___ Passage shown ___

What is a Data Owner, Really?
What does it mean to take ownership? There are a lot of different ways the term “owner” is used in our society and within our organization. Often industry experts in Security and Data Governance texts will divide ownership up into three different subsets: ownership, stewardship and custodianship. I believe that this approach is left over from land use terminology and oversimplifies how we might understand data today.
I’d like to dive in and really think about data ownership with a number of different lenses. (We are Pluralsight afterall.) I went ahead and did some homework around ownership to really understand the terms as well as the legal and social implications of what it is. From what I discovered (big surprise), ownership is complex.
Ownership
Ownership is a large and often contested concept. It is a multi-variant, changing, and interrelated set of individual and group relations, but generally implies forms of granted rights, agreements, and behaviors broken down across a certain set of qualities. Rights imply both duty and entitlement.
- Possession: concepts around physical custody and control
- Accountability: concepts around responsibility, answerability, and liability
- Execution: concepts around tasks being performed
- Production: concepts around value, profit and reward systems
Ownership implies that the owner is accountable for and to the economic benefits and costs of the property in some way. Ultimately, ownership touches on a state of mind.
The rights of an owner include the ability to grant rights and access privileges to others and the rights might be subjective, objective or both depending on the context.
For example, users own a certain amount of their data which is why we have PII and GDPR regulations. Pluralsight owns data that could be related to information generated by our system. PXTs might “own” and be responsible for generating the data within a bounded context and could grant access to other entities to view or upsert data generated by others through their services.
Generally, as an owner, you have responsibilities around production and consumption regarding the property. Owners apply a certain lens to solve problems around the property involved. As an owner, you can be both a grantor and a grantee. Owners are granted authority within a larger system, and can grant systems of rules, behaviors, and responsibilities to others regarding their properties. This can apply to software just like it does with more concrete property.
Data
Data at its lowest form is the facts, and nothing but the facts. It’s the ones and zeroes - the quantities, characters, and symbols. Data is our basis of reasoning and calculation, but it does not necessarily include the context in which it was generated. Data is stored and transmitted in the form of electrical signals and recorded on magnetic, optical, or mechanical recording media.

___ Supplied material ___

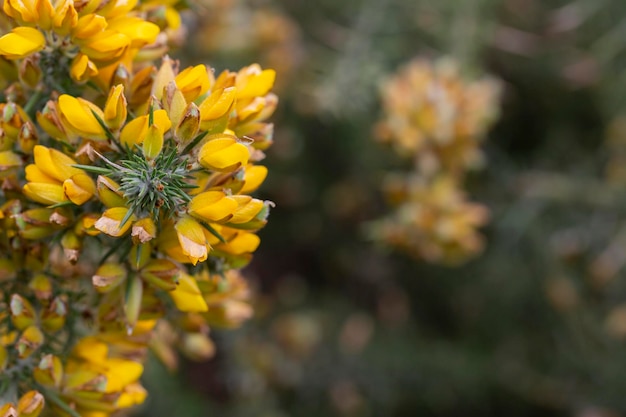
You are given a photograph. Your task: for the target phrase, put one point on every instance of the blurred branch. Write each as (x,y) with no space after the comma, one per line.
(565,188)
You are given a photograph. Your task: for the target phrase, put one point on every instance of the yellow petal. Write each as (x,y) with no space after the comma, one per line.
(153,142)
(243,243)
(76,114)
(187,295)
(213,206)
(223,154)
(138,30)
(121,373)
(79,188)
(193,82)
(82,69)
(191,239)
(21,42)
(115,111)
(247,210)
(55,164)
(253,178)
(89,26)
(106,46)
(252,82)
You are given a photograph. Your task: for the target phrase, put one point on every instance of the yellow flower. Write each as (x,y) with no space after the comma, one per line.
(223,153)
(213,206)
(192,239)
(77,117)
(187,295)
(52,179)
(21,42)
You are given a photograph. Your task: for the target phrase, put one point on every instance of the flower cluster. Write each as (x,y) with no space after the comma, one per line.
(437,119)
(125,201)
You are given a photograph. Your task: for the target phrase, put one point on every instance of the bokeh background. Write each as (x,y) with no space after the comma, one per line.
(347,326)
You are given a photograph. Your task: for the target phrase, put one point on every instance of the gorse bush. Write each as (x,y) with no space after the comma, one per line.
(125,205)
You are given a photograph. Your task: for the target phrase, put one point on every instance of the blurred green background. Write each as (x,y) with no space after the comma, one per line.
(344,326)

___

* _Stated exercise A_
Copy out the data ownership article word for word, starting at "The rights of" and ending at "through their services.".
* _Stated exercise B_
In the data ownership article, what three subsets do industry experts often divide ownership into?
* _Stated exercise C_
List the qualities of ownership that the data ownership article gives as bullet points.

* _Answer A_
The rights of an owner include the ability to grant rights and access privileges to others and the rights might be subjective, objective or both depending on the context.
For example, users own a certain amount of their data which is why we have PII and GDPR regulations. Pluralsight owns data that could be related to information generated by our system. PXTs might “own” and be responsible for generating the data within a bounded context and could grant access to other entities to view or upsert data generated by others through their services.

* _Answer B_
Ownership, stewardship and custodianship.

* _Answer C_
- Possession
- Accountability
- Execution
- Production